Home Sweet Home: Nurturing the Whole Mind

Nurturing the Whole Mind in a Christ-Centered Home.

Jesus answered, “‘Love the Lord your God with everything you got: all your heart, all your soul, all your strength and with all your mind; and, ‘Love your neighbor as yourself.’”  (Luke 10:27).

Jesus Christ co-designed the human mind, the mysterious seat of consciousness of each person, and the pinnacle of creation. The brain’s unlimited complexity means there is no “brain expert.” The more we know about the brain, the more we discover we don’t know. We do know it is a muscle that weighs about three pounds, and has 100 billion neurons branching out to more than 100 trillion synapse points. We know that the brain has over 100,000 miles of blood vessels. The mind needs to be constantly strengthened in its development, and can actually change by our behavior and how we decide to use it. The brain is “plastic” in that way. Jesus highlighted the importance of using the human mind when He told His followers to love God with all their mind (Matthew 22:37, Luke 10:27). And there we have one of the basic tasks of a Christ-centered home: to cultivate all the facets of the mind to love God and belong to His truth.

Region annotation entries
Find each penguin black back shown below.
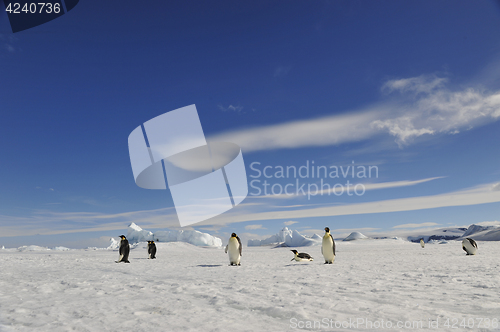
[148,241,156,259]
[116,235,130,263]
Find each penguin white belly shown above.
[462,239,477,255]
[321,236,335,263]
[227,238,241,264]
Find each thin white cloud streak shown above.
[283,220,299,226]
[393,222,439,228]
[207,184,500,224]
[0,183,500,237]
[209,75,500,152]
[251,176,444,199]
[245,225,265,230]
[208,110,382,152]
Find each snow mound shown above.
[462,224,500,238]
[52,247,71,251]
[344,232,368,241]
[126,223,222,248]
[247,227,321,247]
[17,246,50,251]
[407,227,467,243]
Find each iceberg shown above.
[247,227,321,247]
[124,223,222,249]
[344,232,368,241]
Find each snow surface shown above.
[0,239,500,332]
[248,227,321,247]
[124,223,222,247]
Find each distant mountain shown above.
[408,222,500,242]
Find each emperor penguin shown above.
[148,241,156,259]
[321,227,335,264]
[225,233,241,265]
[290,250,314,262]
[462,238,477,255]
[116,235,130,263]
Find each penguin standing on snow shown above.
[225,233,241,265]
[148,241,156,259]
[462,238,477,255]
[321,227,335,264]
[116,235,130,263]
[290,250,313,262]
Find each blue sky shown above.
[0,0,500,248]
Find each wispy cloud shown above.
[283,220,298,226]
[218,104,243,113]
[197,184,500,224]
[210,75,500,152]
[253,176,444,199]
[0,184,500,237]
[245,225,266,230]
[393,222,439,228]
[381,75,448,94]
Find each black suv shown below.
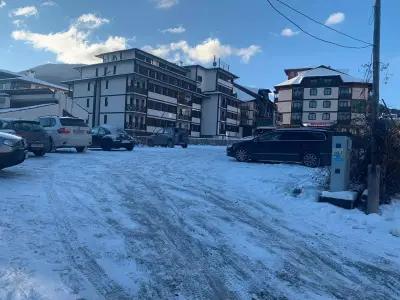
[227,128,333,168]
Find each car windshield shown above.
[60,118,87,127]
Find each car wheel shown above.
[303,153,321,168]
[32,150,46,156]
[125,144,135,151]
[101,139,113,151]
[235,148,249,162]
[75,147,87,153]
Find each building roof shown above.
[275,66,364,88]
[0,69,68,91]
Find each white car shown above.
[39,116,92,152]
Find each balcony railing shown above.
[126,104,146,112]
[126,85,147,95]
[178,115,191,121]
[125,123,146,130]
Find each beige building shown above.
[275,66,371,127]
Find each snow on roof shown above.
[275,66,364,87]
[0,69,68,91]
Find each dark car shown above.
[227,128,332,167]
[147,127,189,148]
[0,119,50,156]
[0,132,25,170]
[91,125,136,151]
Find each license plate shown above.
[31,144,43,148]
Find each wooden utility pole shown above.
[367,0,381,214]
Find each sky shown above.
[0,0,400,108]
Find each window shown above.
[322,113,331,121]
[324,88,332,96]
[308,113,317,120]
[308,100,317,108]
[323,101,331,108]
[339,100,350,107]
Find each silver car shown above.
[39,116,92,152]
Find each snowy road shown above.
[0,147,400,300]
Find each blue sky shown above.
[0,0,400,108]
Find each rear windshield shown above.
[60,118,88,127]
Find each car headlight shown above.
[3,140,14,147]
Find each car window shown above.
[39,118,56,127]
[60,118,88,127]
[259,132,281,142]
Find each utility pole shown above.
[367,0,381,214]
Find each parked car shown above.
[39,116,92,152]
[0,119,50,156]
[0,132,25,170]
[147,127,189,148]
[227,128,333,167]
[91,125,136,151]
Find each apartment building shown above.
[0,70,87,120]
[275,66,371,127]
[186,65,241,137]
[67,49,203,137]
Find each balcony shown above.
[126,104,146,113]
[178,114,191,121]
[125,123,146,130]
[126,85,147,95]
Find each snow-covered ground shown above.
[0,146,400,300]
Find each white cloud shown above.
[40,0,57,6]
[11,14,127,64]
[76,14,110,29]
[325,12,346,25]
[153,0,179,9]
[143,38,261,64]
[11,6,39,17]
[281,28,299,37]
[161,25,186,34]
[13,19,25,28]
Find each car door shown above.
[251,131,281,161]
[90,127,101,147]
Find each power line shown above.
[267,0,371,49]
[276,0,372,46]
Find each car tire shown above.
[303,153,321,168]
[125,144,135,151]
[235,148,250,162]
[101,139,113,151]
[32,149,46,157]
[75,147,87,153]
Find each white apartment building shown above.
[67,49,203,137]
[275,66,371,127]
[186,65,241,137]
[0,70,88,120]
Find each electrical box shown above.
[330,136,352,192]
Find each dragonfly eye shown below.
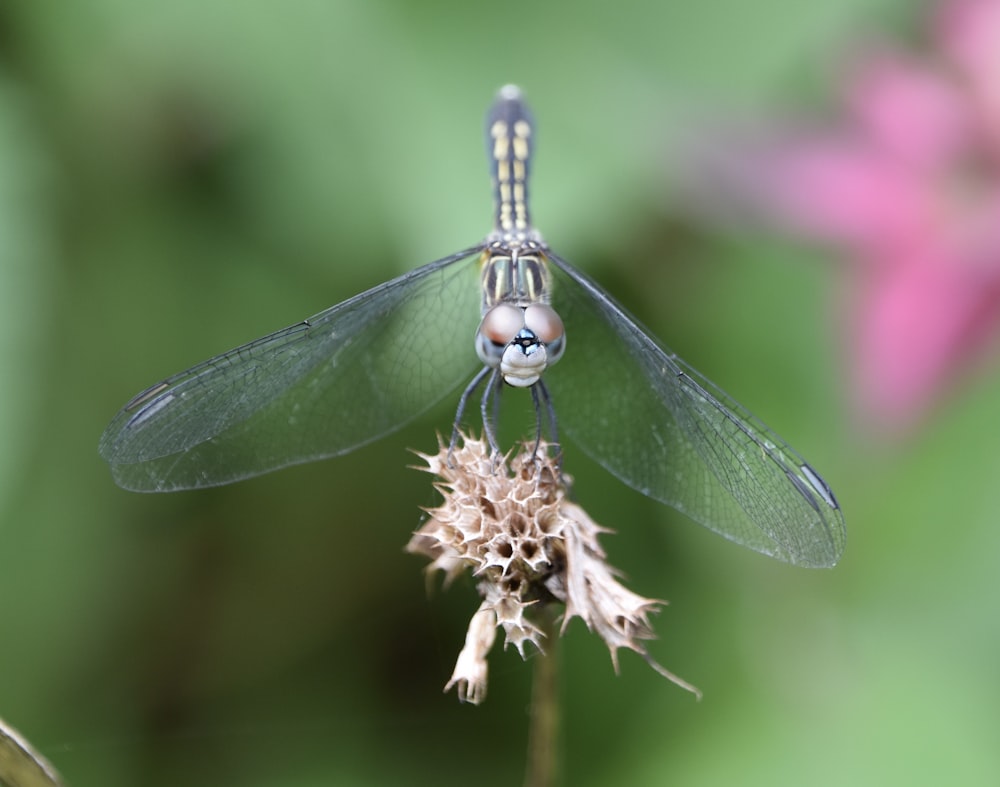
[524,303,566,364]
[476,303,524,368]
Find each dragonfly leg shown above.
[448,366,495,467]
[480,369,503,462]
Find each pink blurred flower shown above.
[700,0,1000,428]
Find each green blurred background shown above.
[0,0,1000,787]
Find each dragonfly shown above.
[99,85,846,567]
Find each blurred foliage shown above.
[0,0,1000,787]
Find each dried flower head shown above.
[406,435,700,704]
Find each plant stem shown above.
[524,610,559,787]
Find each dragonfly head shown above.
[476,303,566,388]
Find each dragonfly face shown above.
[100,86,846,566]
[476,240,566,388]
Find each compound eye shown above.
[524,303,566,344]
[524,303,566,364]
[476,303,524,367]
[479,303,524,347]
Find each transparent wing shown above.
[100,246,482,492]
[545,255,846,567]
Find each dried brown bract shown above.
[407,435,700,704]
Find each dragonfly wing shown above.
[100,246,482,492]
[545,256,846,567]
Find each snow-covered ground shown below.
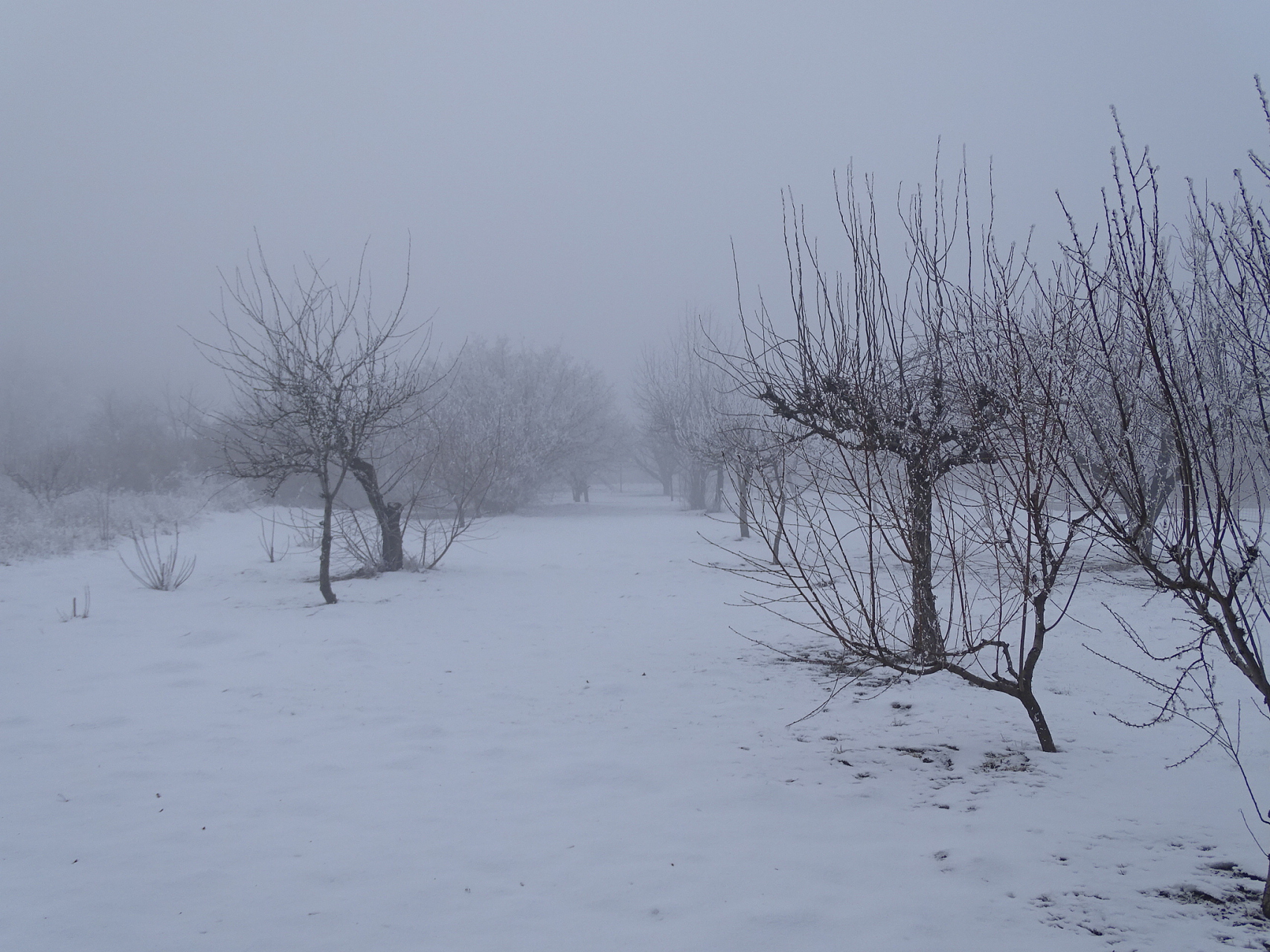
[0,494,1270,952]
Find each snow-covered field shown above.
[0,494,1270,952]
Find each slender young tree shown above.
[197,248,420,604]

* **WHAT YOU WILL DO**
Answer these from the text on nurturing the mind in a Christ-centered home:
(a) Which verse is cited after the opening quotation from Jesus?
(b) How many miles of blood vessels does the brain have, according to the text?
(c) What does the text call one of the basic tasks of a Christ-centered home?

* **RESPONSE FOR THIS EXERCISE**
(a) Luke 10:27.
(b) Over 100,000 miles.
(c) To cultivate all the facets of the mind to love God and belong to His truth.